> _Task directions_:
Copy out all the records below, putting "separated by a single space" wherever "one space apart" occurs and changing nothing else. Leave the pictures out.

> _Data entries_:
+++++

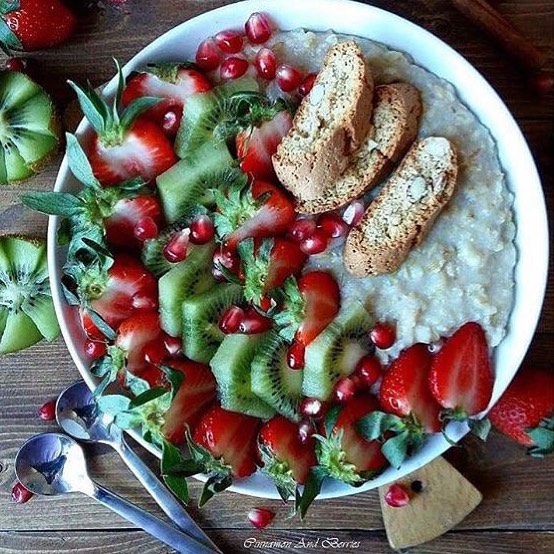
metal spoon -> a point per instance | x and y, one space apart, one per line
78 415
51 464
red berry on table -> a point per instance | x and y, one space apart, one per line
265 63
260 517
258 28
383 335
397 496
47 412
288 78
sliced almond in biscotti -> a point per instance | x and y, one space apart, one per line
404 210
395 122
330 124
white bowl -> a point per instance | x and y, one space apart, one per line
427 51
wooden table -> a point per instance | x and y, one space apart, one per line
516 515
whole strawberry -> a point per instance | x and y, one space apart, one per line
525 412
34 24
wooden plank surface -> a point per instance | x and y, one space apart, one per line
516 514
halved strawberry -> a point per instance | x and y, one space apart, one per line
197 391
256 145
285 458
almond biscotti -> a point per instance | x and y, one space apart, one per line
404 210
330 124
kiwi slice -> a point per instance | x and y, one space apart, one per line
231 368
337 350
26 310
29 127
272 378
191 276
201 313
204 112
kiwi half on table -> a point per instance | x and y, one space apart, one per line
26 310
29 127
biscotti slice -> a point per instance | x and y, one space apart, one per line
395 123
404 210
330 124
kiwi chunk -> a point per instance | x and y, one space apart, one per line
29 127
26 310
273 380
201 313
337 350
191 276
231 367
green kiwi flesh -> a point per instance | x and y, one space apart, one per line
231 367
201 313
26 310
337 350
273 380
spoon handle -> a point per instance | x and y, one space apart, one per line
167 502
149 523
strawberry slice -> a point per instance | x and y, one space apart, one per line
405 389
256 145
461 376
285 458
195 393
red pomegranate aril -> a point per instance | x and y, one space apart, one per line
265 63
383 335
260 517
288 77
315 244
176 248
230 319
233 68
202 230
295 355
208 55
332 225
369 370
145 229
47 412
229 41
20 494
307 84
258 28
397 496
95 349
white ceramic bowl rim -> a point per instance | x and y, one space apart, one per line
427 51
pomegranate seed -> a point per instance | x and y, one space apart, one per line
145 229
173 345
332 225
295 355
313 407
353 213
233 68
202 230
260 517
288 77
397 496
369 370
258 28
208 55
47 412
176 248
315 244
265 63
230 319
20 494
307 84
383 335
95 349
229 41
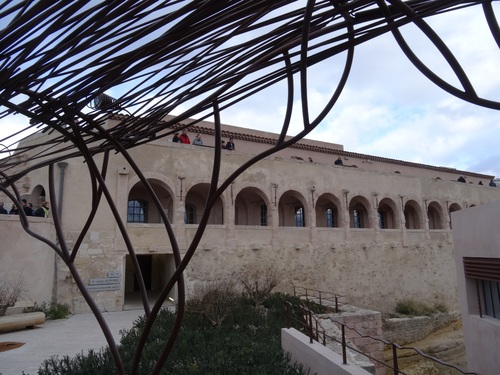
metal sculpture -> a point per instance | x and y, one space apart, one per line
58 60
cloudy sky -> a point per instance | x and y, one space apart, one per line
388 107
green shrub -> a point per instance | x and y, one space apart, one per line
247 342
53 310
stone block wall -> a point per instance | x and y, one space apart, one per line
407 330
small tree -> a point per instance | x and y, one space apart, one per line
10 292
258 280
215 301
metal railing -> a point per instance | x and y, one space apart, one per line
309 323
323 298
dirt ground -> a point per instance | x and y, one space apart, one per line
445 344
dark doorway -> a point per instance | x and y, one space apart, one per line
145 263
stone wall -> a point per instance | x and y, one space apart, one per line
407 330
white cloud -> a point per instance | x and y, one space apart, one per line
388 108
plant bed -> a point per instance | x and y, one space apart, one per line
21 321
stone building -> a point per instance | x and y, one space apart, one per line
373 229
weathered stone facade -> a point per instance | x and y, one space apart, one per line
366 232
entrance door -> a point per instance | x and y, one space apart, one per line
145 263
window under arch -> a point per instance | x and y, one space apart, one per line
136 211
299 217
190 214
329 217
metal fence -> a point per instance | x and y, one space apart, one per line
309 324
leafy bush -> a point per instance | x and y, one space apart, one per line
412 308
53 310
10 292
247 342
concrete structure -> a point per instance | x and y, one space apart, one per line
477 245
374 229
315 357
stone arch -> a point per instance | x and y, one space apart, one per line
435 215
388 217
37 196
413 215
328 211
359 212
292 208
251 207
140 204
195 201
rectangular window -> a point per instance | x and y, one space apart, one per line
299 217
329 218
357 219
486 273
136 212
491 298
263 215
381 219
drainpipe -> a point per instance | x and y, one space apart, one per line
62 166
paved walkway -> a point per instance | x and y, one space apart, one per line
60 337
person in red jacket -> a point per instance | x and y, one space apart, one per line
184 137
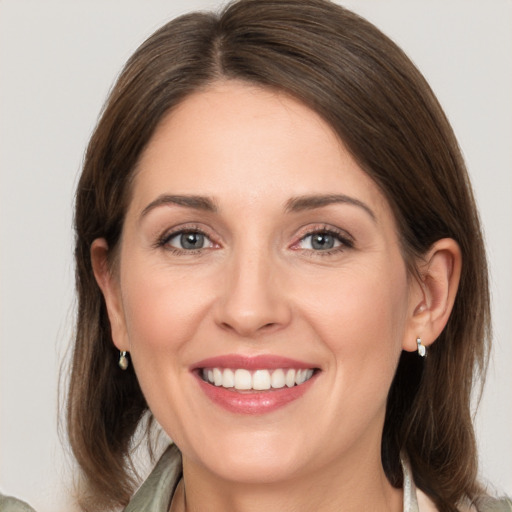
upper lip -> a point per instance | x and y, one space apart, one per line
259 362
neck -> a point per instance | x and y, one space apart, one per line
355 486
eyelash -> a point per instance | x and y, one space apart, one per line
163 241
344 239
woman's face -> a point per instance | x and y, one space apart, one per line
260 290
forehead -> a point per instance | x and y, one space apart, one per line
238 140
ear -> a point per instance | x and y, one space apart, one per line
433 292
109 285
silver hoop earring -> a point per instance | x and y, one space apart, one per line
123 360
422 350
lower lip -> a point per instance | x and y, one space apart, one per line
254 403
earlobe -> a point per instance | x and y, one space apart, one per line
109 285
433 293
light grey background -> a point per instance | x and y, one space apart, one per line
57 62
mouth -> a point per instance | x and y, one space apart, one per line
254 385
242 379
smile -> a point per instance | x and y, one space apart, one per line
242 379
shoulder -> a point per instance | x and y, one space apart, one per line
8 504
488 504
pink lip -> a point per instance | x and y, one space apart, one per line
252 402
268 362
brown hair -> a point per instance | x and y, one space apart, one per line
379 104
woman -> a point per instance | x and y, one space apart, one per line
274 226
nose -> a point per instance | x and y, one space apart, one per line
252 299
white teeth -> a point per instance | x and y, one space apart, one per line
217 377
228 378
290 378
259 380
243 379
277 380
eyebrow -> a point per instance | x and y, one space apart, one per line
197 202
301 203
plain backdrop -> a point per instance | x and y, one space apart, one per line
58 60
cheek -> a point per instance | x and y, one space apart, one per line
361 316
162 310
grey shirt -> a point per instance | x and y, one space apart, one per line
155 494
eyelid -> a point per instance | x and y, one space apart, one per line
346 239
168 234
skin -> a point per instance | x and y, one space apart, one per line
257 286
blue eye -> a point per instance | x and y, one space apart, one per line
324 241
189 241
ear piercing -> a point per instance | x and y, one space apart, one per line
422 350
123 360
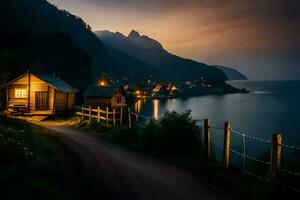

+++++

> _Task solution_:
metal spoon -> a point per instance | x and y, separated by a single space, one per line
78 415
51 464
red berry on table -> a point per instance | x and y, separated by a single space, one per line
265 63
260 517
258 28
383 335
397 496
47 412
288 78
sliced almond in biscotti -> a point per instance | x and y, separated by a single space, one per line
404 210
395 122
330 124
white bowl -> a point per instance | x and y, separated by a single space, one per line
427 51
wooden table -> a point per instance | x and y, separated by a single space, one per line
516 515
whole strawberry -> a point per instance | x and y, separated by a single space, one per line
525 412
34 24
wooden plank surface -> a point per instance | x and y, separated by a single space, one per line
516 514
halved strawberry -> a point per instance | x and y, separated by a single space, one per line
197 391
256 145
285 458
almond biscotti -> a point per instance | x and y, separated by a single space, one per line
404 210
330 124
kiwi slice -> a point per instance | x and y, separated by a single space, one per line
231 368
337 350
26 310
29 127
272 378
191 276
201 313
204 112
kiwi half on table -> a point per instance | x and y, separated by a single space, one per line
26 310
29 127
biscotti slice -> a point per instance | x and y, separated by a single space, one per line
395 123
404 210
330 124
kiwi chunk -> a point per instance | x and y, separated by a single space, one per line
29 127
26 310
273 380
201 313
337 350
191 276
231 367
green kiwi flesh -> a point per instance | x and y, separated by a single space, one per line
231 367
201 313
26 310
337 350
273 380
spoon handle -> a point per instance | x and y, separated by a single space, one per line
167 502
149 523
strawberry slice -> a point per instance | x and y, separated by a single space, one per line
405 389
256 145
461 376
285 458
195 393
red pomegranate aril -> a point per instance | x and y, separated by a single space, one per line
265 63
383 335
260 517
288 77
315 244
176 248
230 319
233 68
202 230
295 355
208 55
332 225
369 370
145 229
47 412
229 41
20 494
307 84
258 28
397 496
95 349
white ceramic bowl rim -> a point per instance | x and y, separated by a single space, one per line
427 51
pomegranate seed -> a point per instance | x and y, separated by a single space, one per line
145 229
173 345
332 225
295 355
313 407
353 213
233 68
202 230
260 517
288 77
397 496
369 370
258 28
208 55
47 412
176 248
315 244
265 63
230 319
20 494
307 84
383 335
95 349
229 41
metal sculpture -> a point per instance | x and y, separated by a single space, one per line
58 60
cloudy sky -> a point per instance | x and y, separated by a single space, one per line
388 107
green shrub -> a point per instance | x and y, separated by a single space, one per line
247 342
53 310
stone block wall -> a point per instance | x and y, separated by a single space, one per line
407 330
small tree -> a point per instance | x and y, separated by a single space, one per line
10 292
258 280
215 301
metal railing -> a point per instance | x and y, separated by a single space, one per line
309 323
323 298
dirt ground -> a point per instance | x and y, separated by a single space, one per line
445 344
dark doorway -> a point per instance | x and y, separated by a single space, one per line
145 263
stone wall -> a point per instance | x and y, separated by a single space, one per line
407 330
white cloud -> a point per instance | x and y, separated by a single space, one per line
388 108
plant bed -> a point per instance | x and y, separated by a single space, one per line
21 321
stone building -> a point per instance | x and y, separated by a single space, one per line
373 229
weathered stone facade -> a point per instance | x and y, separated by a single space, one per line
366 232
entrance door -> a point per instance | x and y, separated by a single space, one per line
145 263
window under arch -> a point per instance | x and y, separated by a single space, one per line
136 211
299 217
190 214
329 217
metal fence -> a point per instance | x and y, separated by a single space, one per line
309 324
leafy bush -> a point per instance | x and y, separated by a single space, one per line
412 308
53 310
10 292
247 342
concrete structure -> a point per instance | x and y, separated by a single space, one per line
477 245
374 229
315 357
stone arch -> a point per instance | x and y, separated by a single space, one per line
435 215
388 217
37 196
413 215
328 211
359 212
292 208
251 207
140 204
195 201
rectangular window -> a point per instance | x and y, separated by a single space, one per line
299 217
329 218
357 219
486 273
136 212
491 298
263 215
381 219
drainpipe -> a point per instance | x and y, separated by a single space, one per line
62 166
paved walkway -> a point per instance | x and y, separated by a single space, one per line
60 337
person in red jacket -> a point per instance | x and y, separated by a single space, one per line
184 137
upper lip -> a point per instance | x and y, separated by a single space, one per line
259 362
neck -> a point per instance | x and y, separated by a single space, one per line
355 486
eyelash -> a point per instance | x and y, separated by a single space, one per line
163 241
344 239
woman's face -> a point per instance | x and y, separated by a single space, one per line
260 290
forehead -> a point per instance | x and y, separated by a single space, one per line
238 140
ear -> a point per instance | x and y, separated by a single space, one per line
433 292
109 285
silver hoop earring -> a point per instance | x and y, separated by a single space, one per line
123 360
422 350
lower lip -> a point per instance | x and y, separated by a single space, one per line
254 403
earlobe -> a point per instance | x and y, separated by a single space, one per line
109 285
433 293
light grey background -> a point per instance | x and y, separated by a single space, one per line
57 62
mouth -> a point per instance | x and y, separated by a single space, one per line
254 385
242 379
smile -> a point per instance | x and y, separated by a single space, one per line
242 379
shoulder -> a point per instance | x and y, separated by a single space, one per line
8 504
488 504
pink lip -> a point per instance | x and y, separated by a single space, one per line
252 402
268 362
brown hair -> a point per instance | x and y, separated by a single space, one per line
379 104
woman -> a point per instance | x and y, separated by a single space, one per line
274 226
nose -> a point per instance | x and y, separated by a single space, one per line
252 299
white teeth -> a point per instance | x and y, separated by a single space, one per line
217 377
228 378
290 378
259 380
243 379
277 380
eyebrow -> a point per instance | x and y, separated by a single space, one per line
197 202
301 203
plain backdrop -> a point per instance | x and y, separated by a single space, one per line
58 60
cheek -> a point per instance | x and y, separated by a single space, one per line
361 316
162 310
grey shirt -> a point per instance | x and y, separated by a single space, one per line
155 494
eyelid -> a point per instance | x and y, separated by a single space, one per line
346 239
168 234
skin -> a point per instance | x and y, separated by a single space, one per line
257 286
blue eye -> a point per instance | x and y, separated by a single space, one per line
324 241
189 241
ear piercing -> a point per instance | x and y, separated by a single space, one per line
422 350
123 360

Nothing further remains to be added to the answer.